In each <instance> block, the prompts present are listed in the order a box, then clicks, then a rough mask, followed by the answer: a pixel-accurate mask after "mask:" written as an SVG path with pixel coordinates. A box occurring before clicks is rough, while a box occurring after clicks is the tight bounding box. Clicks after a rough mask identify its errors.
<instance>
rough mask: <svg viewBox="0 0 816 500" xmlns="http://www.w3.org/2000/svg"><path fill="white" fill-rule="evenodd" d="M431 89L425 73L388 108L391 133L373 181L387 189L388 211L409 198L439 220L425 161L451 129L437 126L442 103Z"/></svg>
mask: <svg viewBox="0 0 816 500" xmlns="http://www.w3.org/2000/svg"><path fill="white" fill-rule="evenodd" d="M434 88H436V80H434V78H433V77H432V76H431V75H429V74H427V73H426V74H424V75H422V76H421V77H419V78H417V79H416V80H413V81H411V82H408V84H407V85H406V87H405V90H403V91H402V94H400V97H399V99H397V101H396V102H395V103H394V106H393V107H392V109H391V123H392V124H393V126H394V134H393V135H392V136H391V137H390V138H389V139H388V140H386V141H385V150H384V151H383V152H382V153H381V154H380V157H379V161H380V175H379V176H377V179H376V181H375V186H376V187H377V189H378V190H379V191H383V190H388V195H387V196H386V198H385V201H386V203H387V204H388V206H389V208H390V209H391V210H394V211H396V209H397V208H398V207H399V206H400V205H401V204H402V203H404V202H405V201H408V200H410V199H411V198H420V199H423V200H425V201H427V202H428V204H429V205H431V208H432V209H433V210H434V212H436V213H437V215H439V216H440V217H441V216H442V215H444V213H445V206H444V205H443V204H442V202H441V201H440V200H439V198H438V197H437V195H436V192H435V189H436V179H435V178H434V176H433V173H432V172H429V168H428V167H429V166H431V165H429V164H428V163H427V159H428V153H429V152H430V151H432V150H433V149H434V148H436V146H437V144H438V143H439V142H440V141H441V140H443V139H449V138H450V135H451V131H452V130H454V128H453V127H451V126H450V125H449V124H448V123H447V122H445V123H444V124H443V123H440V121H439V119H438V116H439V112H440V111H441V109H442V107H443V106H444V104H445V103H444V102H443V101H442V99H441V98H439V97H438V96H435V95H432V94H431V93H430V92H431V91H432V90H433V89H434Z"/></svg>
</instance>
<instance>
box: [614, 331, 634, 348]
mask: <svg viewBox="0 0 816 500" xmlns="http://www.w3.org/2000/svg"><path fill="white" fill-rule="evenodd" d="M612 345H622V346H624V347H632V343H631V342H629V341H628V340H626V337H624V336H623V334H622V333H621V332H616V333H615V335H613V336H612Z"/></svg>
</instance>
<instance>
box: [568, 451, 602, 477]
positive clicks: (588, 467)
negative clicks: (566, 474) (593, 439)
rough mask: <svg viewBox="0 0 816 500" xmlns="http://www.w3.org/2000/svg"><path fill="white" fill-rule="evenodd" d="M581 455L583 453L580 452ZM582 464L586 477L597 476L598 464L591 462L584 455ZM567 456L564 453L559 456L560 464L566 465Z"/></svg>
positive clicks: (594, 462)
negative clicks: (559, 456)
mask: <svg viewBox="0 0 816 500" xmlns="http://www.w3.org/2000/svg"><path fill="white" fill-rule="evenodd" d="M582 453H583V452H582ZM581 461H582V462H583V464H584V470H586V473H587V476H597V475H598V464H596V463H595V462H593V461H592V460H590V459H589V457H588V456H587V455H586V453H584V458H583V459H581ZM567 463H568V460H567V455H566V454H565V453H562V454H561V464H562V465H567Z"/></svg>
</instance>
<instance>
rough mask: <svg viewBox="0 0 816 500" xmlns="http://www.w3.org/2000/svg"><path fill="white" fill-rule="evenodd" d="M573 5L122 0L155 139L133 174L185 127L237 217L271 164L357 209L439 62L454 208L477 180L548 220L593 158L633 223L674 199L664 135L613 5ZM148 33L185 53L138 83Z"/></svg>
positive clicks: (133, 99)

[Instructions to follow] All of the material should appear again, reproduced word for word.

[Exercise output]
In each <instance> block, the prompts present are listed in the order a box, then clicks, then a rough mask, followed by the answer: a pixel-accurate mask after "mask:" written as an SVG path with pixel coordinates. A box occurring before clicks is rough, while a box occurring after clicks is the tight bounding box. Clicks after a rough mask identify its errors.
<instance>
rough mask: <svg viewBox="0 0 816 500" xmlns="http://www.w3.org/2000/svg"><path fill="white" fill-rule="evenodd" d="M431 89L425 73L388 108L391 133L373 181L387 189L388 211L409 198L439 220L425 161L451 129L437 126L442 103Z"/></svg>
mask: <svg viewBox="0 0 816 500" xmlns="http://www.w3.org/2000/svg"><path fill="white" fill-rule="evenodd" d="M434 88H436V80H434V78H433V77H432V76H431V75H429V74H427V73H426V74H424V75H422V76H421V77H419V78H417V79H416V80H413V81H411V82H408V84H407V85H406V87H405V90H403V91H402V94H400V97H399V99H397V101H396V102H395V103H394V106H393V107H392V109H391V123H392V124H393V126H394V134H393V135H392V136H391V137H390V138H389V139H388V140H386V141H385V150H384V151H383V152H382V153H381V154H380V157H379V161H380V175H379V176H377V179H376V181H375V186H376V187H377V189H378V190H379V191H383V190H388V195H387V196H386V198H385V201H386V203H387V204H388V206H389V208H390V209H391V210H394V211H396V209H397V208H398V207H399V206H400V205H401V204H402V203H404V202H405V201H408V200H410V199H411V198H420V199H423V200H425V201H427V202H428V204H429V205H431V208H432V209H433V210H434V212H436V213H437V215H439V216H440V217H441V216H442V215H444V213H445V206H444V205H443V204H442V202H441V201H440V200H439V198H438V197H437V195H436V192H435V189H436V179H435V178H434V176H433V173H432V172H429V168H428V167H429V166H431V165H429V164H428V163H427V159H428V153H429V152H430V151H432V150H433V149H434V148H436V146H437V144H438V143H439V142H440V141H441V140H443V139H449V138H450V135H451V131H452V130H454V128H453V127H451V126H450V125H449V124H448V123H447V122H445V123H444V124H443V123H440V121H439V119H438V116H439V112H440V111H441V109H442V107H443V106H444V104H445V103H444V102H443V101H442V99H441V98H439V97H438V96H435V95H432V94H431V93H430V92H431V91H432V90H433V89H434Z"/></svg>
</instance>
<instance>
box: [614, 331, 634, 348]
mask: <svg viewBox="0 0 816 500" xmlns="http://www.w3.org/2000/svg"><path fill="white" fill-rule="evenodd" d="M612 345H622V346H624V347H632V343H631V342H629V341H628V340H626V337H624V336H623V334H622V333H621V332H616V333H615V335H613V336H612Z"/></svg>
</instance>
<instance>
box: [568, 451, 602, 477]
positive clicks: (588, 467)
negative clicks: (566, 474) (593, 439)
rough mask: <svg viewBox="0 0 816 500" xmlns="http://www.w3.org/2000/svg"><path fill="white" fill-rule="evenodd" d="M581 455L583 453L580 452ZM582 464L586 477L597 476L598 464L591 462L584 455ZM567 456L564 453L559 456L560 464L566 465Z"/></svg>
positive clicks: (594, 462)
negative clicks: (559, 456)
mask: <svg viewBox="0 0 816 500" xmlns="http://www.w3.org/2000/svg"><path fill="white" fill-rule="evenodd" d="M582 453H583V452H582ZM581 461H582V462H583V464H584V470H586V473H587V476H597V475H598V464H596V463H595V462H593V461H592V460H590V459H589V457H588V456H587V455H586V453H584V458H583V459H581ZM567 463H568V460H567V455H566V454H565V453H562V454H561V464H562V465H567Z"/></svg>
</instance>
<instance>
rough mask: <svg viewBox="0 0 816 500" xmlns="http://www.w3.org/2000/svg"><path fill="white" fill-rule="evenodd" d="M573 5L122 0L155 139L133 174L185 127L237 217L271 164L357 209L439 62L454 208L477 180L548 220L593 158L633 223L674 199L664 135L613 5ZM148 33L185 53L138 83Z"/></svg>
positive clicks: (133, 99)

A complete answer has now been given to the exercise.